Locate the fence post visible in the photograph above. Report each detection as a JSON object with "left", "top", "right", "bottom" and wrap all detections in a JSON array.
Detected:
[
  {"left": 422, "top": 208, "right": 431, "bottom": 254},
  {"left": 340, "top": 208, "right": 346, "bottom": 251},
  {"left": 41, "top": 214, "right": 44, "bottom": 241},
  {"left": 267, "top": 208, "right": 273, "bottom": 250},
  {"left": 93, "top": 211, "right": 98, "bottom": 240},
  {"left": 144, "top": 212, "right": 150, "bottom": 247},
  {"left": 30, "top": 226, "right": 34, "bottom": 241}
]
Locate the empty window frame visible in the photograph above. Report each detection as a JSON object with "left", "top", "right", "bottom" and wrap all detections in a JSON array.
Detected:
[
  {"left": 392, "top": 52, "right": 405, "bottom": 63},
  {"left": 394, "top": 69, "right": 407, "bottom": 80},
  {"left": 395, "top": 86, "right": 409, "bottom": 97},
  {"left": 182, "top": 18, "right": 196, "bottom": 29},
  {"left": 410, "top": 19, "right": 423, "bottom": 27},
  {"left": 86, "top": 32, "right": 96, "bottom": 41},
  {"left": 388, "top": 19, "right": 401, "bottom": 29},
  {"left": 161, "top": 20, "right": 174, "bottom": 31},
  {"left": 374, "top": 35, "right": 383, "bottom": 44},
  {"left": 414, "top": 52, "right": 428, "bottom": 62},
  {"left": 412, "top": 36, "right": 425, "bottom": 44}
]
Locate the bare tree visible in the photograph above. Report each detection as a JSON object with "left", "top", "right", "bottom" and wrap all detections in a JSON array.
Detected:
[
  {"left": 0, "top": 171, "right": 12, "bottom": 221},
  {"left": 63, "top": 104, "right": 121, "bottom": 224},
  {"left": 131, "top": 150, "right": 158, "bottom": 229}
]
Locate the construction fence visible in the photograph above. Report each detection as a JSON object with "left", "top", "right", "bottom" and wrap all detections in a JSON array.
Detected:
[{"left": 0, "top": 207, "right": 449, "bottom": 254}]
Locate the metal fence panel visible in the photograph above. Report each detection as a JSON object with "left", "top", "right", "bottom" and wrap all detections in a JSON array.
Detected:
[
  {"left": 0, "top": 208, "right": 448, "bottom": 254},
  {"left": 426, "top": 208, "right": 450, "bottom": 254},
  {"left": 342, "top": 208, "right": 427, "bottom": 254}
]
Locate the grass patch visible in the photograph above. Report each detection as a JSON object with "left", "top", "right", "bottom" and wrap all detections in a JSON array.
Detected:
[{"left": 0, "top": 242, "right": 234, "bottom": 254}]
-- -- --
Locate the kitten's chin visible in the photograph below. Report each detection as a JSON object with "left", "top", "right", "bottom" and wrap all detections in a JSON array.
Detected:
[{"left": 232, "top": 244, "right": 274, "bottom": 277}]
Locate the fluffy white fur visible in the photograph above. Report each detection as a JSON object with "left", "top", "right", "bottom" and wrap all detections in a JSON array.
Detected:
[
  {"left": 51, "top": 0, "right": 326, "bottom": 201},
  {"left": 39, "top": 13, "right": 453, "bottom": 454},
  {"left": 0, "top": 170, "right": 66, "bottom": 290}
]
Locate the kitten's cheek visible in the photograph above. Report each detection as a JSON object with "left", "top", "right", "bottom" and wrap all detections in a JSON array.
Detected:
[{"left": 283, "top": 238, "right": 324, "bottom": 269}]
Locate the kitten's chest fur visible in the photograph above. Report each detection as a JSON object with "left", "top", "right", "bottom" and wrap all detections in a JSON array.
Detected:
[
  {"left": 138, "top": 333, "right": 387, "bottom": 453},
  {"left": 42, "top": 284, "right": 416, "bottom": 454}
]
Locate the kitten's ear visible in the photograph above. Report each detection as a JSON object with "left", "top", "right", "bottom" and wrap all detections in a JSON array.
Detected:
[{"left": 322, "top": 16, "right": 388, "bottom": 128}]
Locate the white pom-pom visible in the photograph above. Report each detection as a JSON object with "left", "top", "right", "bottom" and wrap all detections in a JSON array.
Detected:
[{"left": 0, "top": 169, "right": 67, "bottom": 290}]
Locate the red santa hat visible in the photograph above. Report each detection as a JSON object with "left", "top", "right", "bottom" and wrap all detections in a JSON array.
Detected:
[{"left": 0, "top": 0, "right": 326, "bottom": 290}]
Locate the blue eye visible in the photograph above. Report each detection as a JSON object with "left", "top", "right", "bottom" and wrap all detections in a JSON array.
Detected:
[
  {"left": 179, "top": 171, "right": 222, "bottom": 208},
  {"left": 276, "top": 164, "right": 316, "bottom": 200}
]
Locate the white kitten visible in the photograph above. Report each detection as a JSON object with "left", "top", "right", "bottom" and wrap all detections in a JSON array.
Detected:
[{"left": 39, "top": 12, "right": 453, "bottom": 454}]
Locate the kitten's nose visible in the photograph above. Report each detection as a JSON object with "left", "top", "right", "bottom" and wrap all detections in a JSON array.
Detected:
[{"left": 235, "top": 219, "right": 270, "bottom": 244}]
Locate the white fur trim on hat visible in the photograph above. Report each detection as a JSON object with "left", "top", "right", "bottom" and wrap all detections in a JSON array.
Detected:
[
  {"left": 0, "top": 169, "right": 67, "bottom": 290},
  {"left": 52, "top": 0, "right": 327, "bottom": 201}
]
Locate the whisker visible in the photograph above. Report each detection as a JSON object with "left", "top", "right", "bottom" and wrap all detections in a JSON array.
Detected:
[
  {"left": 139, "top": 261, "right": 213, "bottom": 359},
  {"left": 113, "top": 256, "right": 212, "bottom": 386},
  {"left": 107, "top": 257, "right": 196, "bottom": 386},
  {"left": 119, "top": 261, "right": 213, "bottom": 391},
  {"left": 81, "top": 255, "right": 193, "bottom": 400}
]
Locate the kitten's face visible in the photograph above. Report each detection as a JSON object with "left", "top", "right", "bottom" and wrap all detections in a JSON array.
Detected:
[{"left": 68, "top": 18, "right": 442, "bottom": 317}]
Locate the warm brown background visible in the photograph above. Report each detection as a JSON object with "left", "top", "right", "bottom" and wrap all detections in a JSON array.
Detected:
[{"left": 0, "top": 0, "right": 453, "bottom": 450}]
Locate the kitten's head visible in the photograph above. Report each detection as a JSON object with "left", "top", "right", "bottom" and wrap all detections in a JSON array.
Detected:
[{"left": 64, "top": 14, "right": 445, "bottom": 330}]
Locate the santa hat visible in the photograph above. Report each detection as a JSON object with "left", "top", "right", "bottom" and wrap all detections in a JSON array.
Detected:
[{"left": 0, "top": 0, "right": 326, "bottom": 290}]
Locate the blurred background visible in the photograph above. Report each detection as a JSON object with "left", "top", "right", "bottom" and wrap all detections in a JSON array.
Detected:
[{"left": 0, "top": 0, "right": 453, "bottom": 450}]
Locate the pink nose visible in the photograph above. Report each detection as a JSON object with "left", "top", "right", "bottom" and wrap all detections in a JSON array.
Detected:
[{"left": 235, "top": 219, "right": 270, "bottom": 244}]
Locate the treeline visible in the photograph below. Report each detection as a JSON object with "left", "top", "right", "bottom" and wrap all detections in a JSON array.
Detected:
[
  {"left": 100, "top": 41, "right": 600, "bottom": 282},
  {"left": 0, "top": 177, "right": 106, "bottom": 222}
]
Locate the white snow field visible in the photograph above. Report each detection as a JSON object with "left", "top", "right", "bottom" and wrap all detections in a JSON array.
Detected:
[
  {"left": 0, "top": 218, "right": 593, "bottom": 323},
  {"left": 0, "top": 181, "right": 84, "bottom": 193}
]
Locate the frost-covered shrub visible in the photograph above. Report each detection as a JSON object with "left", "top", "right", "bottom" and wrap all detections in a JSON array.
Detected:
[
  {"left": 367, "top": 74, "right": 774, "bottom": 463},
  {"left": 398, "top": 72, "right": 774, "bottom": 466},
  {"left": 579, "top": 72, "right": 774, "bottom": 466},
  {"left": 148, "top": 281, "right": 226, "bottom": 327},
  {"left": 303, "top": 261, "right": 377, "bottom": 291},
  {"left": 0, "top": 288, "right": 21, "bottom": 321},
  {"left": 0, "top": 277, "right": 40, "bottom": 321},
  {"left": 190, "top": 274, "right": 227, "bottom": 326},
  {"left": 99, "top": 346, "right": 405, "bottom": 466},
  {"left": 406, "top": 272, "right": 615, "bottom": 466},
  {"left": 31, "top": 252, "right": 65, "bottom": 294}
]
-- -- --
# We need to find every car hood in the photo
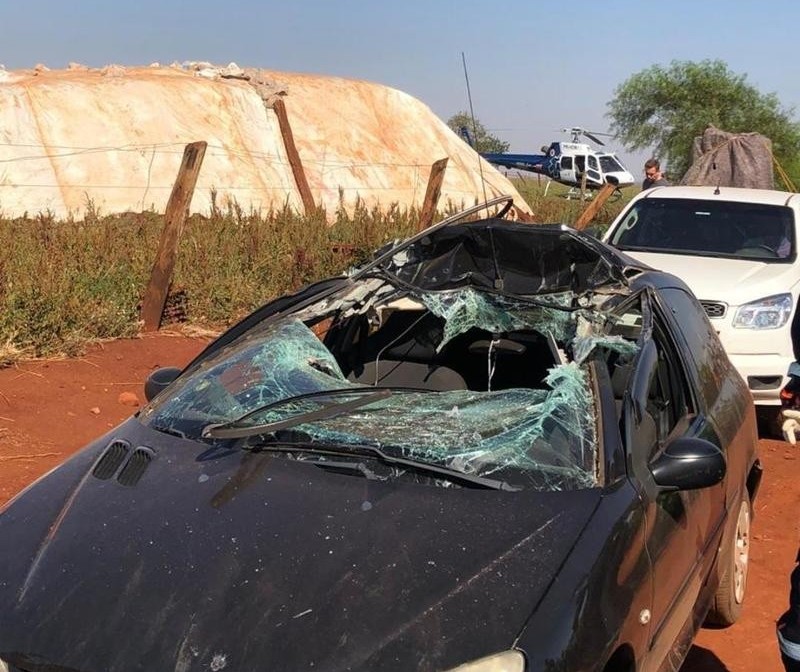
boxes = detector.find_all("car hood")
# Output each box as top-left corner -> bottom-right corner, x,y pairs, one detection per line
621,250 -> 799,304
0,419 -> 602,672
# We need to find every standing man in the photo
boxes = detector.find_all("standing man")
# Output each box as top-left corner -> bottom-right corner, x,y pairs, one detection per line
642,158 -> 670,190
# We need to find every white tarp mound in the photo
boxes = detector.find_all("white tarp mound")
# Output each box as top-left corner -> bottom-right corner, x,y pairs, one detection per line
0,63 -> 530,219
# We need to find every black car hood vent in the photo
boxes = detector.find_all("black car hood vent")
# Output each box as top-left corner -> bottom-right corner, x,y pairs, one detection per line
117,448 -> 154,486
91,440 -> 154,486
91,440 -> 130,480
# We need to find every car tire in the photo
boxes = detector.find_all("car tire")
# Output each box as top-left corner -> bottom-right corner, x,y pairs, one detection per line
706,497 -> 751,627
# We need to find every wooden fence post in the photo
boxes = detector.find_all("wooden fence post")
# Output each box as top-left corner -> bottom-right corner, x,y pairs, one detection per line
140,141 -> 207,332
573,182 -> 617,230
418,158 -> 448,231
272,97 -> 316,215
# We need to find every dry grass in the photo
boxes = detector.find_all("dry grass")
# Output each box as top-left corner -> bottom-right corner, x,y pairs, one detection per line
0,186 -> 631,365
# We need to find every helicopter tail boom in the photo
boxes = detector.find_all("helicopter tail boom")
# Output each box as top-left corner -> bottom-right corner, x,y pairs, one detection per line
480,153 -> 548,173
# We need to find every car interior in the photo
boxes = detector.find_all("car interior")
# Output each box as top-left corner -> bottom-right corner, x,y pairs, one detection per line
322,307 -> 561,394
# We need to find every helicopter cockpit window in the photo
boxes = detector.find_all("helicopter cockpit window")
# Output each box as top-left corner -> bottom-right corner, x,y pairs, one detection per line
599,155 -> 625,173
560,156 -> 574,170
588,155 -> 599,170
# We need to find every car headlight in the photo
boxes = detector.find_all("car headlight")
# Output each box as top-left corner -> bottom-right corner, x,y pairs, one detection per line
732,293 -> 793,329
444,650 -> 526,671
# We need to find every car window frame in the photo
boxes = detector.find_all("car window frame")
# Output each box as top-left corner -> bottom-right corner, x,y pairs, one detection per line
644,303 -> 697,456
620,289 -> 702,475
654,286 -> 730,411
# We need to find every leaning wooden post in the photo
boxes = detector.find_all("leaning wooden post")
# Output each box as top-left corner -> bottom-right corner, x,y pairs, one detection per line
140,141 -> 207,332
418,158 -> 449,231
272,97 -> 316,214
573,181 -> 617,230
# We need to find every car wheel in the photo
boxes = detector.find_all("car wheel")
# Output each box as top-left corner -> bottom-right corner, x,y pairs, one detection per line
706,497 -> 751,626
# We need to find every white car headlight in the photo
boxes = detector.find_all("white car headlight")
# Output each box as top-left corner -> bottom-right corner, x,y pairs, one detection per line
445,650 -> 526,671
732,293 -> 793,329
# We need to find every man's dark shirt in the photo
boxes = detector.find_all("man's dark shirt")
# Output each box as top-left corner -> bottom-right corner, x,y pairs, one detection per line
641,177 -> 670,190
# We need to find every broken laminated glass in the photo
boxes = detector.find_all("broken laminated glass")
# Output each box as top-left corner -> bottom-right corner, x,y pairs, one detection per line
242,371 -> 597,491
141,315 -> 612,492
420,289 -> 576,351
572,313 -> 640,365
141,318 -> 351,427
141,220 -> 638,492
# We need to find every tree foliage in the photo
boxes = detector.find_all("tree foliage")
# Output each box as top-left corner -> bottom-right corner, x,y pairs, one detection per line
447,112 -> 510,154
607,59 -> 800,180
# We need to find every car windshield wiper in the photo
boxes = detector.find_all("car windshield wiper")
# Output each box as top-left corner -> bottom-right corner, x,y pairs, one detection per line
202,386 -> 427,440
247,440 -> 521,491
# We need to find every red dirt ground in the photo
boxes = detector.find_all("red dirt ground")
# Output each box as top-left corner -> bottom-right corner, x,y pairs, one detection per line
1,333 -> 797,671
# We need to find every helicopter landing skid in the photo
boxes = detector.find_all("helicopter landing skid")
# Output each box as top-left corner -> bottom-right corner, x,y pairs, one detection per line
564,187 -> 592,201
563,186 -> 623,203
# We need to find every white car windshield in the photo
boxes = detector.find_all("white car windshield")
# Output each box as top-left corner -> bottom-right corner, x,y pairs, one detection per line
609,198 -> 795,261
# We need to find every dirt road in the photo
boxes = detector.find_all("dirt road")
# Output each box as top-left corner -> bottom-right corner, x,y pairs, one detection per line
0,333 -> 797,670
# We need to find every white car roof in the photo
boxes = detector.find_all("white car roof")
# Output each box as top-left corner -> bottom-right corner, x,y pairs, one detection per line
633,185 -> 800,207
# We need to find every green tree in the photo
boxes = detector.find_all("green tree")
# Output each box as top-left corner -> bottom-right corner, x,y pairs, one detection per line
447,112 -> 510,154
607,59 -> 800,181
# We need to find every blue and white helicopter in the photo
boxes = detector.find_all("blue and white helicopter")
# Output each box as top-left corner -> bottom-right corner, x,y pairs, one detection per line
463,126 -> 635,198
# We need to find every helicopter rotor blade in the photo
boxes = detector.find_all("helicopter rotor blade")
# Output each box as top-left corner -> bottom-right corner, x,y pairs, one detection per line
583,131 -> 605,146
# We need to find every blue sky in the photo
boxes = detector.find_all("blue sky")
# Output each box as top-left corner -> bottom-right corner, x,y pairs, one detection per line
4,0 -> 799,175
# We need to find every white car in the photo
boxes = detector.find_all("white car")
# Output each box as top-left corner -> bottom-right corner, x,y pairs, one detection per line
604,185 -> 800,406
-- -- --
◆ WHAT NEEDS TO BE DONE:
Sift through the material above and copy the lines that contain the word "wiper".

◆ EXERCISE RESPONSE:
# We need to find every car windshield wiper in the photo
boxes = detector.find_all("car windshield wiper")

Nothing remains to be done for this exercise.